[Data shown start]
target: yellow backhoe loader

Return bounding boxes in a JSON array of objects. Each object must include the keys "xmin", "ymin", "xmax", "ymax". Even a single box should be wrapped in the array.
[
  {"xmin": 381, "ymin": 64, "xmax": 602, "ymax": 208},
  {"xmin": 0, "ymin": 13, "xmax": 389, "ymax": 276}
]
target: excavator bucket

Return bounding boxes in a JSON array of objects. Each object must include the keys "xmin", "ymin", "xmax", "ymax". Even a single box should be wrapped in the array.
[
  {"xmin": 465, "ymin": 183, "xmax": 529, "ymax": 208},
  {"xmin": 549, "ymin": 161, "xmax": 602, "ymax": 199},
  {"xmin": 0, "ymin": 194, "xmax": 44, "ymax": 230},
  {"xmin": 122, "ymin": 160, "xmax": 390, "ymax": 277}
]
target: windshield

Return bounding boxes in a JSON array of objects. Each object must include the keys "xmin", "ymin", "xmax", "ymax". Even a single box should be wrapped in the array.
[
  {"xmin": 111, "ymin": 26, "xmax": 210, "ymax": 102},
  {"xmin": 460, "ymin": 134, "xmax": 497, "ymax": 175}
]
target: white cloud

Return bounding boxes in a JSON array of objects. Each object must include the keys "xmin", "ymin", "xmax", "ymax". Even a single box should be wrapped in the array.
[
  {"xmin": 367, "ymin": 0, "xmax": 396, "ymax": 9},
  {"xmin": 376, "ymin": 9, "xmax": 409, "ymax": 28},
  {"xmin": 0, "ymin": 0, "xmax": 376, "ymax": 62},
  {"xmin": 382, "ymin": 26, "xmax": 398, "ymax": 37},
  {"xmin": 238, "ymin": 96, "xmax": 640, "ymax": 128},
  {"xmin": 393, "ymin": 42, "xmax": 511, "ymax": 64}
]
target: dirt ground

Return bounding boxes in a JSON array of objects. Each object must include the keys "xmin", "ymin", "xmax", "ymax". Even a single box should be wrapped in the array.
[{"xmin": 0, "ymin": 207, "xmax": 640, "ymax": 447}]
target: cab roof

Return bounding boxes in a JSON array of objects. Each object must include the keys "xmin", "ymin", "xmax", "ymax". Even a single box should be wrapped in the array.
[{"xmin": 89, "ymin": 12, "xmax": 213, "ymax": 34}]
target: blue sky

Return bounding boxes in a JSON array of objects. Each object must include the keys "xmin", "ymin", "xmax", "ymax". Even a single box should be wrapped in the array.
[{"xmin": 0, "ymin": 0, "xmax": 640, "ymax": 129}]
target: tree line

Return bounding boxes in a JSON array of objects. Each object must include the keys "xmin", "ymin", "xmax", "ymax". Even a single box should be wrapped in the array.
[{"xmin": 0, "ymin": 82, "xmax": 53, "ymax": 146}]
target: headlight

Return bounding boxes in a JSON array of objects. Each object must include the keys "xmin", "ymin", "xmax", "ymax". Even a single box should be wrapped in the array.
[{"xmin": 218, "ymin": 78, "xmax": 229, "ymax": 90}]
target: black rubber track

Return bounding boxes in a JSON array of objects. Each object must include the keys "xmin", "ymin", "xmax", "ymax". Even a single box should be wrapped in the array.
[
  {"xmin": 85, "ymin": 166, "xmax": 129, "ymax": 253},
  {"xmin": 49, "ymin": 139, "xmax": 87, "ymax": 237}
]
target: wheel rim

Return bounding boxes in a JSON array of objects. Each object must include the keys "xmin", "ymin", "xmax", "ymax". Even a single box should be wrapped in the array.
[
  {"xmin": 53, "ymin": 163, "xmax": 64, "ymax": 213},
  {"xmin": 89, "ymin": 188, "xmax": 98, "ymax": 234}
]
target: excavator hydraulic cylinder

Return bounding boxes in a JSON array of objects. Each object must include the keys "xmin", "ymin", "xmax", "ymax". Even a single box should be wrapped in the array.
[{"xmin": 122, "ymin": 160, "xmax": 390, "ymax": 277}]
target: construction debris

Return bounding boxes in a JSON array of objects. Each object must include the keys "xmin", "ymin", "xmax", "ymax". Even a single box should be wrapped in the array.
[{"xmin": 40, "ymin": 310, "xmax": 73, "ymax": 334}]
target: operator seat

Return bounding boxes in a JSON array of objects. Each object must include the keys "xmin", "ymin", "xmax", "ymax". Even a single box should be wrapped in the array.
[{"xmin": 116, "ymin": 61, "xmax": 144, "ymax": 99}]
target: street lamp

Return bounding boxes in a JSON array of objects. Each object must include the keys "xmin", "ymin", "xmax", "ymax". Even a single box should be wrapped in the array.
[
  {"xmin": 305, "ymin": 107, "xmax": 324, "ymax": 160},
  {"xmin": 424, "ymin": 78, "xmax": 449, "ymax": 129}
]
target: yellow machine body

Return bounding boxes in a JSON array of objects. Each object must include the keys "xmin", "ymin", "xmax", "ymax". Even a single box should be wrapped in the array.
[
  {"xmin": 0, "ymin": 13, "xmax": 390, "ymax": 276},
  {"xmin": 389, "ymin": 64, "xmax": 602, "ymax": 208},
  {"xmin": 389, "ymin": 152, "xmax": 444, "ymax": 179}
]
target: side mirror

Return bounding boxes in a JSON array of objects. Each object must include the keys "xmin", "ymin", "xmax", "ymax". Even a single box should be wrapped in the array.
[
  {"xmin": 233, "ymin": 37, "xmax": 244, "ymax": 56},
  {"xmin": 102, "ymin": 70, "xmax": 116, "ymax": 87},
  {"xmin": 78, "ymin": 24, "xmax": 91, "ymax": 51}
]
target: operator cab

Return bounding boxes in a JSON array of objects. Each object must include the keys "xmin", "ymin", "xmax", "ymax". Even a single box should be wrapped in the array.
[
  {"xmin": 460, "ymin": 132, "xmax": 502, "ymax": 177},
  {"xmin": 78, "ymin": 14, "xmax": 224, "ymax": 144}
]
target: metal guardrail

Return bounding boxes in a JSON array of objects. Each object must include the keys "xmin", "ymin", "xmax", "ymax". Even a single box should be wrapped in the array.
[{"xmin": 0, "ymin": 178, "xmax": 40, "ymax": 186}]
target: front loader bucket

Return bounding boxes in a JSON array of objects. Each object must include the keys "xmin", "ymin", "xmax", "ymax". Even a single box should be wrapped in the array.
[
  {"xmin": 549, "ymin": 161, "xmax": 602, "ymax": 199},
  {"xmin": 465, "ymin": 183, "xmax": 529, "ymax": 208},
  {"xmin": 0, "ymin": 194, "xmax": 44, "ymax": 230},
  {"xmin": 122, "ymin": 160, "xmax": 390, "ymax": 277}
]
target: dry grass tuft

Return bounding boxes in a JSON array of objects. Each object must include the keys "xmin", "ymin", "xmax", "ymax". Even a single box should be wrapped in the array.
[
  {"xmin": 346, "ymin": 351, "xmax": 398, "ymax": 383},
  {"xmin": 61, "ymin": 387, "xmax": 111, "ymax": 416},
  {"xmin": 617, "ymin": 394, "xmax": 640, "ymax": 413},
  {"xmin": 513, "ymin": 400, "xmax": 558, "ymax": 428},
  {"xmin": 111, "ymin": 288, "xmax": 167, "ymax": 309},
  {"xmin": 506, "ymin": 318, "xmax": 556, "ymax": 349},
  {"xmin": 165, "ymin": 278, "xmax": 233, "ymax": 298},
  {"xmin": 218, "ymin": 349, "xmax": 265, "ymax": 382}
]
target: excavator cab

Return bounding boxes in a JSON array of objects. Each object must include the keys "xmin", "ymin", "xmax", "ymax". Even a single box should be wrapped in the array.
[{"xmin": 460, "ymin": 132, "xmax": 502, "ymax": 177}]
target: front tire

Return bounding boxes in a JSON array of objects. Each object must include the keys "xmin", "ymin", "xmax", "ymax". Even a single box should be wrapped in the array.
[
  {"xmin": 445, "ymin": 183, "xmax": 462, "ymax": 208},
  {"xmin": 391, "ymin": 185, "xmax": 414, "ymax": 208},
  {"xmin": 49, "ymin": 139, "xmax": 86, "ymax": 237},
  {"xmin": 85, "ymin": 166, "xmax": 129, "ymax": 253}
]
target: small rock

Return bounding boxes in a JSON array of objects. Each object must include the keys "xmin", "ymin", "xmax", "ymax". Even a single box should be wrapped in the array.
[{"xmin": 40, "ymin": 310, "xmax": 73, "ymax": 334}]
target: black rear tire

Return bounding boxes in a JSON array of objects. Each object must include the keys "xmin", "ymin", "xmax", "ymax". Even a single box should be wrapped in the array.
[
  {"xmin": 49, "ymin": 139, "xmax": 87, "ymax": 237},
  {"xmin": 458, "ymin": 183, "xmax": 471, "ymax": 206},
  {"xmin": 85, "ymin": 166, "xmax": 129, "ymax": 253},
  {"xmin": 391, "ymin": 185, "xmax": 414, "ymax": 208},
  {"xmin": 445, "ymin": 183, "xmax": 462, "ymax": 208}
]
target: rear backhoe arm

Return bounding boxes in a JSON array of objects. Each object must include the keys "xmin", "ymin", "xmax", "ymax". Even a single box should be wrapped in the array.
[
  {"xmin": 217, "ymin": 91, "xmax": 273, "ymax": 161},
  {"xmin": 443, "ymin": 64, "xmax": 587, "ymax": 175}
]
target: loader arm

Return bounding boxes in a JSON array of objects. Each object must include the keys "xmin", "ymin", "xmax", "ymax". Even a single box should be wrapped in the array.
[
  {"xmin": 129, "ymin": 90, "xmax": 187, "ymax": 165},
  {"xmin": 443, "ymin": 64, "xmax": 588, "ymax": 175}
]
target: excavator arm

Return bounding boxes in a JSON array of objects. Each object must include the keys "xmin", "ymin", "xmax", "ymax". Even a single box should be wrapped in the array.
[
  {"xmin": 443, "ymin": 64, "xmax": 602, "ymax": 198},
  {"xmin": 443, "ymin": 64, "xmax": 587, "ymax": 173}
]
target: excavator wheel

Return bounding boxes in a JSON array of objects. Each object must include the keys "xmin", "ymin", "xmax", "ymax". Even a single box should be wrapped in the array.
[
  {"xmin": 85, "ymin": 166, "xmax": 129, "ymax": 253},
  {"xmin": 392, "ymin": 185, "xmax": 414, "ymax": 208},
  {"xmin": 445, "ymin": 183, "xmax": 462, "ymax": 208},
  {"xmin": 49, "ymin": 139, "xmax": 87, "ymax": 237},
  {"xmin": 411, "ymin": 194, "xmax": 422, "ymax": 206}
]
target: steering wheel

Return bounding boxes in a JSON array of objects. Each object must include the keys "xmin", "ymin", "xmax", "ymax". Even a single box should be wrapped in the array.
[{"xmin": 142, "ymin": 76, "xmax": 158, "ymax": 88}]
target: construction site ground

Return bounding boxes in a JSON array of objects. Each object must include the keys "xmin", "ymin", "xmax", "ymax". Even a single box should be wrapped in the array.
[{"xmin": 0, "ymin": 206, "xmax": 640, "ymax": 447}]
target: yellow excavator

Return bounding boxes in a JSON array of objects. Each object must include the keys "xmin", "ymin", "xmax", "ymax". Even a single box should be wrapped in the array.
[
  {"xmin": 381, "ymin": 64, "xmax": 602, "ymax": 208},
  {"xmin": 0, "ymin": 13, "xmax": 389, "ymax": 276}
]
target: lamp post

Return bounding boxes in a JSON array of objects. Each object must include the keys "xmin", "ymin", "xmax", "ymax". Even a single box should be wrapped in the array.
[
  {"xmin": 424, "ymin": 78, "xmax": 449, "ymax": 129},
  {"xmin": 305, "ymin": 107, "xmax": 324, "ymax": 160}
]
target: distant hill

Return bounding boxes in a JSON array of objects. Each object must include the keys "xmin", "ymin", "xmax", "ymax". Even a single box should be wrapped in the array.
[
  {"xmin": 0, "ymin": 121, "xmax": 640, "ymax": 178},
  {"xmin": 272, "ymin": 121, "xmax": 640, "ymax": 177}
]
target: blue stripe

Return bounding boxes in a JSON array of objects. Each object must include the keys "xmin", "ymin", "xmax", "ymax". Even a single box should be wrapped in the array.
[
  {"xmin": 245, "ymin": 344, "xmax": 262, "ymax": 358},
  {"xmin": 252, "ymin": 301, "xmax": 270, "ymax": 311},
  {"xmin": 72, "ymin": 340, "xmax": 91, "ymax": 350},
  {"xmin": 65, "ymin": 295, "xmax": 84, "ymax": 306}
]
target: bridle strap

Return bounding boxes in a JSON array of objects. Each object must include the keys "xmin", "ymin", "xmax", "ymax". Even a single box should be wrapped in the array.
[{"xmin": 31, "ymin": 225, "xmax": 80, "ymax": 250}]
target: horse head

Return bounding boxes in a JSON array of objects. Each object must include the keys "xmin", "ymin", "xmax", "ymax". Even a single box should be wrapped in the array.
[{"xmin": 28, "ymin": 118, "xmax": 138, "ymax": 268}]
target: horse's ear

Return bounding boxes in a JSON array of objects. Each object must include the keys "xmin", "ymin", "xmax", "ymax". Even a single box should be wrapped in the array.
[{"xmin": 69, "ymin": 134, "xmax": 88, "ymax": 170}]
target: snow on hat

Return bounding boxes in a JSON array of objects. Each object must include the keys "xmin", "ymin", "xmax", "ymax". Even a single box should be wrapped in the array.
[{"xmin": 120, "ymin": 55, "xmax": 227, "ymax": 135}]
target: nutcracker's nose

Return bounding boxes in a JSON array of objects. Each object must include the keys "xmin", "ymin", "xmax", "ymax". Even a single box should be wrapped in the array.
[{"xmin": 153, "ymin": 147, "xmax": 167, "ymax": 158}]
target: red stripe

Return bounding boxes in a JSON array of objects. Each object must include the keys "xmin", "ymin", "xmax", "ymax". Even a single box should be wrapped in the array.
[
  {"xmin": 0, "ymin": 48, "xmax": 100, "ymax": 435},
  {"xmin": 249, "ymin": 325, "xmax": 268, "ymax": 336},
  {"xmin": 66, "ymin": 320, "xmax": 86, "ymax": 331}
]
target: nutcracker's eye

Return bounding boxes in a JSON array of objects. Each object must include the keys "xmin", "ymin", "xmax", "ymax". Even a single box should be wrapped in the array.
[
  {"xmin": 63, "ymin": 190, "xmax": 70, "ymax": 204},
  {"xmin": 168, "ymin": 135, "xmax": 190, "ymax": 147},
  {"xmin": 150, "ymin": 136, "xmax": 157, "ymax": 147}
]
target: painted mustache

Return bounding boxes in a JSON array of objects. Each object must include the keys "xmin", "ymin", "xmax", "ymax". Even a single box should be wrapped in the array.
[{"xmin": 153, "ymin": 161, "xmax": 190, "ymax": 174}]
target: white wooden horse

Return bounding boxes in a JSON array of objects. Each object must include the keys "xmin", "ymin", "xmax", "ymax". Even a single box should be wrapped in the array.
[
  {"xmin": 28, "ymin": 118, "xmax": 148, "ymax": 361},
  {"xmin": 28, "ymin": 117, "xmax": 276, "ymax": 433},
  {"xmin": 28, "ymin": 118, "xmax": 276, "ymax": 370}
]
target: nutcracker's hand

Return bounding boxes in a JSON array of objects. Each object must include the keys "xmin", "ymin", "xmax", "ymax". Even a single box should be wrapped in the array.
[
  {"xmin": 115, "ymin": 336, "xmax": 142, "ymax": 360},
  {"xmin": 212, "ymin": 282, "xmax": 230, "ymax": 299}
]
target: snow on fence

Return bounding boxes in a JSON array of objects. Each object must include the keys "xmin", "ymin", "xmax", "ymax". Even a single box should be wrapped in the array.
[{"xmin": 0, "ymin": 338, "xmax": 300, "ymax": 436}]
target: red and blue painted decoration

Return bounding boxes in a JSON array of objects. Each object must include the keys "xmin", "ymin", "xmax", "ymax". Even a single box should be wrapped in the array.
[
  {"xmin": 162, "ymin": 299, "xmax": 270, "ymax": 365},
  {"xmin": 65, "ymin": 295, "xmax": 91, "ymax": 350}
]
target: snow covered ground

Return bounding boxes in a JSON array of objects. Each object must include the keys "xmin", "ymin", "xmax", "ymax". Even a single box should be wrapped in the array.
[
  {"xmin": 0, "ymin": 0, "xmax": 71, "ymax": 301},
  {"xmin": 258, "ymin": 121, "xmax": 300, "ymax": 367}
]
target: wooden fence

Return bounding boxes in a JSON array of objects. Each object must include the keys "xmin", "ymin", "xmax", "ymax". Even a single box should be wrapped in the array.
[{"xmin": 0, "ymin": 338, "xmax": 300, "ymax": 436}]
[Data shown end]
▸ Written problem: Copy out the records verbatim from the line containing "target: wooden fence" through the end of the records.

▸ Response to this exercise:
target: wooden fence

Return bounding boxes in a JSON array of objects. Each object must include the keys "xmin", "ymin", "xmax", "ymax". Even a single box should be wrapped in the array.
[{"xmin": 0, "ymin": 338, "xmax": 300, "ymax": 436}]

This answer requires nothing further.